▶ _Vorgegebener Text_
▼
Shell zelebriert in Rotterdam den Eco-Marathon und hüllt sich mehrere Tage in ein grünes Feigenblatt. Die Lehrer der Umgebung machen mit und karren ihre Schüler hierher. 228 Teams aus 26 Ländern machen auch mit und spielen auf höchstem Niveau Spritsparrennen. Darunter sind auch zwei Teams aus Österreich. Die HTL Salzburg tritt mit einem E-Fahrzeug in der Klasse Urban Concept an, die FH Vorarlberg ebenfalls mit einem E-Boliden in der Klasse der Prototypen.

Der Eco-Marathon

Urban Concept und Protoype sind auch die beiden Klassen, in welche der Eco-Marathon getrennt ist. Während die Prototypen fast alle Freiheiten haben und diese auch bis auf den letzten Beistrich des Reglements auskosten, sind die Urban Concept-Fahrzeuge so nahe an der Serie, dass sie mit ein wenig Aufwand für die Straße zugelassen werden können. Wie beim Boliden der HTL Salzburg handelt es sich dabei meist um ein Moped-Taferl. Die beiden Kategorien trennen sich noch einmal nach dem Antrieb auf: E-Motor oder Verbrennungsmotor.
▲
▶ _Erfasste Daten_
▼
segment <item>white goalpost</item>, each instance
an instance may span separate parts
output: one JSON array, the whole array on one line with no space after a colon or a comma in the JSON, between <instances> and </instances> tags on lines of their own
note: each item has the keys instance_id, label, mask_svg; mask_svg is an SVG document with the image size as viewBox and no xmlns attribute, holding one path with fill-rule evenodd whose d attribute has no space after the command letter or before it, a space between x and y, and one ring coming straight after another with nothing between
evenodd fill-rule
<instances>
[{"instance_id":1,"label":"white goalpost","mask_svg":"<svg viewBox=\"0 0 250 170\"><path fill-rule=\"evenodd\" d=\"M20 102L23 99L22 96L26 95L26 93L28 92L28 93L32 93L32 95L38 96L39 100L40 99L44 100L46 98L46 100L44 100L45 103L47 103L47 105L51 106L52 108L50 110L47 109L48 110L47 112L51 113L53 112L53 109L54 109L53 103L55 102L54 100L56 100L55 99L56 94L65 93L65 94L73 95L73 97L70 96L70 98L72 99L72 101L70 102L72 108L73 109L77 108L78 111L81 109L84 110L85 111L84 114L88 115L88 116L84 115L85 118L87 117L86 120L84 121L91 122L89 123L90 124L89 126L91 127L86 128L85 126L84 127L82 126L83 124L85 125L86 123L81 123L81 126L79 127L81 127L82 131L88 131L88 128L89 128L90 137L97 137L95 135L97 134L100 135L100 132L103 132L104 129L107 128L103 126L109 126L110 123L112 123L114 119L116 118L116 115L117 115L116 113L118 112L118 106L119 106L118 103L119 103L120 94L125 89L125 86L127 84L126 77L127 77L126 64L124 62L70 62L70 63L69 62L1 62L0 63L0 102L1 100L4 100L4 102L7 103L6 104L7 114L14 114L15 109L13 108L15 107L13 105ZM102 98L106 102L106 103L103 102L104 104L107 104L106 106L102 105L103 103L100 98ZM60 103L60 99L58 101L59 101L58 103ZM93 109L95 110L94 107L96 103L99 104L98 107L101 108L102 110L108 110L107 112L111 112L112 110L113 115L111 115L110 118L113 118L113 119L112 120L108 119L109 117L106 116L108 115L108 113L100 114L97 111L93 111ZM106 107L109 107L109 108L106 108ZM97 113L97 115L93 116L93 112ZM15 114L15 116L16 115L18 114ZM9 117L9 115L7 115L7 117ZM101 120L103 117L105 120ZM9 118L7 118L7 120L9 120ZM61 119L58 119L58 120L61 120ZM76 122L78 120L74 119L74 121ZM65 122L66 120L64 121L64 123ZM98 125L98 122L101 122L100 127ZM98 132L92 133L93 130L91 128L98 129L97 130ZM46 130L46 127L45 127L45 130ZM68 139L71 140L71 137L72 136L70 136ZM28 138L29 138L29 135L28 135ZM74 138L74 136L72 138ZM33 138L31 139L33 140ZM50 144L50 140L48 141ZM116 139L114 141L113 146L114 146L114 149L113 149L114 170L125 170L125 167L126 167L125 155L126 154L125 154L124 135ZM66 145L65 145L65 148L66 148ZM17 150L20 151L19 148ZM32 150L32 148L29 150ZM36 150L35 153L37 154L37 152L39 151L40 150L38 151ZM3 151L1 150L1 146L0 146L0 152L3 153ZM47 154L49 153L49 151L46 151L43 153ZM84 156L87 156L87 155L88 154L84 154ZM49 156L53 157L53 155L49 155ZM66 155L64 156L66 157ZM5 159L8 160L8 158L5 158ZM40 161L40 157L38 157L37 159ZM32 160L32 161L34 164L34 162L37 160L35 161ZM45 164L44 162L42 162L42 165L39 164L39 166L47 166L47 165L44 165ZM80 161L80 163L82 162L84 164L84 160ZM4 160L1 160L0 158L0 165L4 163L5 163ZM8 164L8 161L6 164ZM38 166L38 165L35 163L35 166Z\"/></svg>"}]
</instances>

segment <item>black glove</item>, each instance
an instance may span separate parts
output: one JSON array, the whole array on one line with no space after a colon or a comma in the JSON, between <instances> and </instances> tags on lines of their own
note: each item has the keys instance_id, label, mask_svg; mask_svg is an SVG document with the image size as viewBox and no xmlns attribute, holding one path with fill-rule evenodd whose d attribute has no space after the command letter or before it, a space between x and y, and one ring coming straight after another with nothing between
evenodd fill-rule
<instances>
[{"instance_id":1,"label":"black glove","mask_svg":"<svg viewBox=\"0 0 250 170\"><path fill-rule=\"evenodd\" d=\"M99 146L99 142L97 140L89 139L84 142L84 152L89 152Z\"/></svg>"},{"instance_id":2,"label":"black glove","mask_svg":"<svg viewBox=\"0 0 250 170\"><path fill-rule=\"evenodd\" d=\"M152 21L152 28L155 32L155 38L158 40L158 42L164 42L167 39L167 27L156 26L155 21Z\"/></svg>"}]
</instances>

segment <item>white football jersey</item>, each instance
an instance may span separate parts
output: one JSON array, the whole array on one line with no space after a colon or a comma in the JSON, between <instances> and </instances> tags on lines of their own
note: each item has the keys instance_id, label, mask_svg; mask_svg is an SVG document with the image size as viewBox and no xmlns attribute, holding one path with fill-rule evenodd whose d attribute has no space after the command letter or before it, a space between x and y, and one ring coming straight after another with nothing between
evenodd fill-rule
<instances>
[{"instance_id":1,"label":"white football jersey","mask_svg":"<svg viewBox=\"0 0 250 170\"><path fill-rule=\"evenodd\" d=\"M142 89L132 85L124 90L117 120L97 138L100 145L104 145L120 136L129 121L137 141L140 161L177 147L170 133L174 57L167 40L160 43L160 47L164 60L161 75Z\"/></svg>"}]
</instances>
▲
▶ _Aufgaben_
A. Wie viele Teams aus wie vielen Ländern nehmen laut dem Text über den Eco-Marathon teil?
B. Prüfe anhand des Textes über den Eco-Marathon, ob die folgenden Aussagen zutreffen: (i) Die FH Vorarlberg startet in der Klasse Urban Concept. (ii) Fahrzeuge der Klasse Urban Concept lassen sich mit etwas Aufwand für die Straße zulassen. (iii) Der Eco-Marathon wird in Rotterdam ausgetragen.
C. Führe den Text über den Eco-Marathon nach seinem letzten Satz fort.

▶ _Erwartete Lösungen_
A. 228 Teams aus 26 Ländern.

B.
(i) Nein: „die FH Vorarlberg ebenfalls mit einem E-Boliden in der Klasse der Prototypen“
(ii) Ja: „sind die Urban Concept-Fahrzeuge so nahe an der Serie, dass sie mit ein wenig Aufwand für die Straße zugelassen werden können“
(iii) Ja: „Shell zelebriert in Rotterdam den Eco-Marathon“

C.
Futuristische Fahrzeuge, die nur wenige Zentimeter hoch sind, fahren auf dem 1,6 Kilometer langen Rundkurs gegeneinander. Sie schauen schon am Stand pfeilschnell aus – bolzen dann aber so langsam im Kreis, dass man mit etwas Mühe daneben mitlaufen könnte. Während der zehn Wertungsrunden müssen die Teilnehmer eine Durchschnittsgeschwindigkeit von mindestens 25 km/h erreichen.

Die Challenge ist aber nicht, wie man als Zuschauer meinen könnte, möglichst knapp gerade noch über die Schallmauer der Mindestgeschwindigkeit zu kommen. Nein, die Grundidee ist die Antwort auf die Frage zu bekommen, wie weit man mit einem Liter Sprit fahren kann.

Leicht und windschlüpfrig

Möchten Sie noch schnell raten? Sie kommen eh nicht drauf. Der Eco-Martahon-Rekord liegt bei 3315 Kilometer, die ein Prototyp mit einem Liter zurücklegte. Hochgerechnet halt. Und das geht so: Die Fahrzeuge sind wahnsinnig leicht, extrem windschlüpfrig, und, wie schon erwähnt, unglaublich langsam. Das Geheimnis ist aber, dass der Motor pro Runde nur rund zehn Sekunden läuft. Die restliche Strecke bewältigen die Renner im Segelmodus.

1939 haben angeblich zwei Shell-Mitarbeiter den Eco-Marathon erfunden, in dem sie sich die Frage gestellt haben, die heute noch dem Wettbewerb zu Grunde liegt. Auf den ersten Blick ist es eine sonderbare Veranstaltung für einen Mineralölkonzern, der davon lebt, sein Erdöl möglichst gewinnbringend an uns zu verkaufen. Doch während des Eco-Martahons ist Shell ein Energieanbieter, dem am Herzen liegt, als dass alle möglichst sparsam unterwegs sind.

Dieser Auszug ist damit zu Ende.